Task goal: Continue the news article about Oliver Cunningham at the Craighalbert Centre from its last sentence.

The Press and Journal (Inverness, Highlands, and Islands)
Pupils discuss importance of centre on their own wellbeing
One of the pupils at the Craighalbert Centre is Oliver Cunningham, eight, who has the rare genetic condition 3-q28 duplication syndrome and is non-verbal, is learning to walk with support and has only recently started eating.
He is shielding and has returned to the centre this month from his home in Bonnybridge for three days instead of his normal four and a half, but his mother Michelle said she has seen a difference.
Part of his session includes being supported by staff to use the outdoor physiotherapy equipment, while another pupil does the same at a two-metre distance.
“He did struggle a wee bit with his physical development. I do think it’s helping him out,” the 40-year-old said.

Raw data:
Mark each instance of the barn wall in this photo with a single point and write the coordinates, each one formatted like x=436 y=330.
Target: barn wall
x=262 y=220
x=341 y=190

Reply to the task:
Speaking before the shielding changes came into force, she said: “At the moment, he’s at home and he’s here. He’s not going to visit his grandparents, he’s not going to the shop, he’s not seeing anybody else.
“I do think it’s good for his mental health and good for his wellbeing to be here.”
Gregor Marshall, 15, from Cumbernauld, who has hereditary spastic paraparesis and is currently unable to stand, is also attending the centre.
Using a wheelchair swing for the first time, he said he had been unable to access this type of equipment elsewhere during lockdown and said it is “better than being on a normal swing”.
“It’s 100% better since I’ve been coming here,” he said.